### WHAT IS ASKED
Please output only the lines that run from the line containing "Can you see the seated" through the end of the material below, exactly.

### SUPPLIED INFORMATION
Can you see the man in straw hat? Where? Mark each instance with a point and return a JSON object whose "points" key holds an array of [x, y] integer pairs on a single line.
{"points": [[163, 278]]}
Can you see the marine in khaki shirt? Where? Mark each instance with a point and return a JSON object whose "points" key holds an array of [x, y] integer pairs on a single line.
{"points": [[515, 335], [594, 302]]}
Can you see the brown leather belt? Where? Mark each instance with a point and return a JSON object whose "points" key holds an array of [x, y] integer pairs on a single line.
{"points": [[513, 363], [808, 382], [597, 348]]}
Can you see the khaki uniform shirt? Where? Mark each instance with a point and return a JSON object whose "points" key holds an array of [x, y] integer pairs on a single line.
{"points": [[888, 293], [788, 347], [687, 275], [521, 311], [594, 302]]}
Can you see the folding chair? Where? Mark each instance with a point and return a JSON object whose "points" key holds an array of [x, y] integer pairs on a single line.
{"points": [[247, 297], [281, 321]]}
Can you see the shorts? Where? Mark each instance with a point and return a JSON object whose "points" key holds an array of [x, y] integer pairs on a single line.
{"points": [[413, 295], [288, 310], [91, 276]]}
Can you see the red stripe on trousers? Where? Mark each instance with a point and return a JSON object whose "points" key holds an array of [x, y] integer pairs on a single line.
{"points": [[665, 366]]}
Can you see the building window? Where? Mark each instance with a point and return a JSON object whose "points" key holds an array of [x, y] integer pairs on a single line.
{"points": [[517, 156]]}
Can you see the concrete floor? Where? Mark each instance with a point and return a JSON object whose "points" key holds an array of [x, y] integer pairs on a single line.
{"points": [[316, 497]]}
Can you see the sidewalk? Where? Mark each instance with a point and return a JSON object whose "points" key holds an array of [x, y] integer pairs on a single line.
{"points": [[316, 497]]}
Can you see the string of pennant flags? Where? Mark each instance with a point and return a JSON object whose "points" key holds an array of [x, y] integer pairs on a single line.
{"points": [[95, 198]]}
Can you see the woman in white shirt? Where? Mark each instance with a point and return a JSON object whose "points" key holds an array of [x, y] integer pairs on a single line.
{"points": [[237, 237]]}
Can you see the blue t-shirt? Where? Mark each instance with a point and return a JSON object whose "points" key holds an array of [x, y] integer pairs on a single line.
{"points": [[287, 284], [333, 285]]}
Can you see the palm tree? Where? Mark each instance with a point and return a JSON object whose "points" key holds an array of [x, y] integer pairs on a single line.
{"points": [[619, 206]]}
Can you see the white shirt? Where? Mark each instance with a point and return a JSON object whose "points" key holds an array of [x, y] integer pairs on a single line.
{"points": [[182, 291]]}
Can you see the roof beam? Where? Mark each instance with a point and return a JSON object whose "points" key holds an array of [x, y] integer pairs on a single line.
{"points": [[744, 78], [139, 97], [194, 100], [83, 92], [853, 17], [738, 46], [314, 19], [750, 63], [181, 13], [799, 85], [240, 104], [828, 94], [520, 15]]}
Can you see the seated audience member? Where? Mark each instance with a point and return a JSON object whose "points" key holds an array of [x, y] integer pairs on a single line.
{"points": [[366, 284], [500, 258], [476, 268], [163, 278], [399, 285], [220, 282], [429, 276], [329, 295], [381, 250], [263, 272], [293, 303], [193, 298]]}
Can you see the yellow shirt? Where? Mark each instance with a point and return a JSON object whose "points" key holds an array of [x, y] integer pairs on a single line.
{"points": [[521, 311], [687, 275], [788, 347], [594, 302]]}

### REPLY
Can you see the seated audience member? Where? Mark each instance with a point and return a JSON object whose "points" key holds an array of [x, y] integer pairs on a single line.
{"points": [[366, 284], [500, 258], [476, 268], [163, 278], [399, 285], [220, 282], [429, 276], [329, 295], [381, 250], [263, 272], [293, 303], [193, 298]]}
Can you see the yellow shirt? Where? Mark each instance with a point and return a JSON object whose "points" key holds an array of [x, y] integer pairs on a single line.
{"points": [[521, 311], [687, 275], [788, 347], [594, 302]]}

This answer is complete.